Task goal >>
Rewrite the data below, changing every "single dot" to "single point" and leaving everything else as it is.

Data to process >>
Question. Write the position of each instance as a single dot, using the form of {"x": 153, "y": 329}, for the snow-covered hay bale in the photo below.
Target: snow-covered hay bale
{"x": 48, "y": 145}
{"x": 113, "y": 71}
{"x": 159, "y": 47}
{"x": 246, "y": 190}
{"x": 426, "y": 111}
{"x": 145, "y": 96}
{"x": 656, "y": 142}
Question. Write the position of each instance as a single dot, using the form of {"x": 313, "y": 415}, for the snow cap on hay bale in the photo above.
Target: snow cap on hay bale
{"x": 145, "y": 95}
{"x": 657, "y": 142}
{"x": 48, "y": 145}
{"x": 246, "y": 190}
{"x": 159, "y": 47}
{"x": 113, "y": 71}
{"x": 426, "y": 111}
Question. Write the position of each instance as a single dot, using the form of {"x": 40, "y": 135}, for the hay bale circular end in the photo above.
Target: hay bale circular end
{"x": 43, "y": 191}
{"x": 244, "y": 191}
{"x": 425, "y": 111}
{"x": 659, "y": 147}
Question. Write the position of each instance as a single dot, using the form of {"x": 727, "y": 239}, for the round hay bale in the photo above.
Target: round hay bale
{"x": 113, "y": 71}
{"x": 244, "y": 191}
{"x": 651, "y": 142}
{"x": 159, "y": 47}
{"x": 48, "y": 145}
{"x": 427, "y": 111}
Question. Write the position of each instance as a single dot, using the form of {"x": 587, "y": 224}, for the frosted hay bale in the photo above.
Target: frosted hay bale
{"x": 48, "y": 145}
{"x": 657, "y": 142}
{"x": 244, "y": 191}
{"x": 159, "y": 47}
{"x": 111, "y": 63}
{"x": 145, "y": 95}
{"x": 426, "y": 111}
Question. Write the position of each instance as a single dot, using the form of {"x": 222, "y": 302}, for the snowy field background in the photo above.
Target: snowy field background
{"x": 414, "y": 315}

Response >>
Question. Write the position of each instance as a single point, using the form of {"x": 153, "y": 329}, for the snow-covered hay bale in the photo below.
Target: snow-covered hay bale
{"x": 48, "y": 145}
{"x": 113, "y": 71}
{"x": 159, "y": 47}
{"x": 246, "y": 190}
{"x": 426, "y": 111}
{"x": 145, "y": 96}
{"x": 656, "y": 142}
Question. Write the position of each instance as a single point, using the form of {"x": 313, "y": 415}, for the snow cap on hay bale in the photo above.
Target: snow cap on hay bale
{"x": 145, "y": 95}
{"x": 657, "y": 142}
{"x": 48, "y": 145}
{"x": 246, "y": 190}
{"x": 159, "y": 47}
{"x": 113, "y": 71}
{"x": 426, "y": 111}
Question. Write the position of each instance as a single point, using the form of {"x": 40, "y": 135}, for the hay bale circular end in the photo above.
Target: hay bale circular end
{"x": 43, "y": 191}
{"x": 244, "y": 191}
{"x": 425, "y": 111}
{"x": 659, "y": 147}
Question. Write the position of each instance as a single point, using the form of {"x": 727, "y": 239}, for the round hay bale in the photo above.
Target: round hay bale
{"x": 113, "y": 71}
{"x": 244, "y": 191}
{"x": 651, "y": 142}
{"x": 159, "y": 47}
{"x": 48, "y": 145}
{"x": 427, "y": 111}
Question. Write the position of each instance as a single point, using the form of {"x": 587, "y": 224}, for the frosted hay bale in the photo above.
Target: frosted hay bale
{"x": 48, "y": 145}
{"x": 657, "y": 142}
{"x": 244, "y": 191}
{"x": 159, "y": 47}
{"x": 111, "y": 63}
{"x": 145, "y": 95}
{"x": 426, "y": 111}
Question. Write the position of each instance as a single point, using the form of {"x": 222, "y": 302}, for the snowy field background in the photo above.
Target: snowy field background
{"x": 414, "y": 315}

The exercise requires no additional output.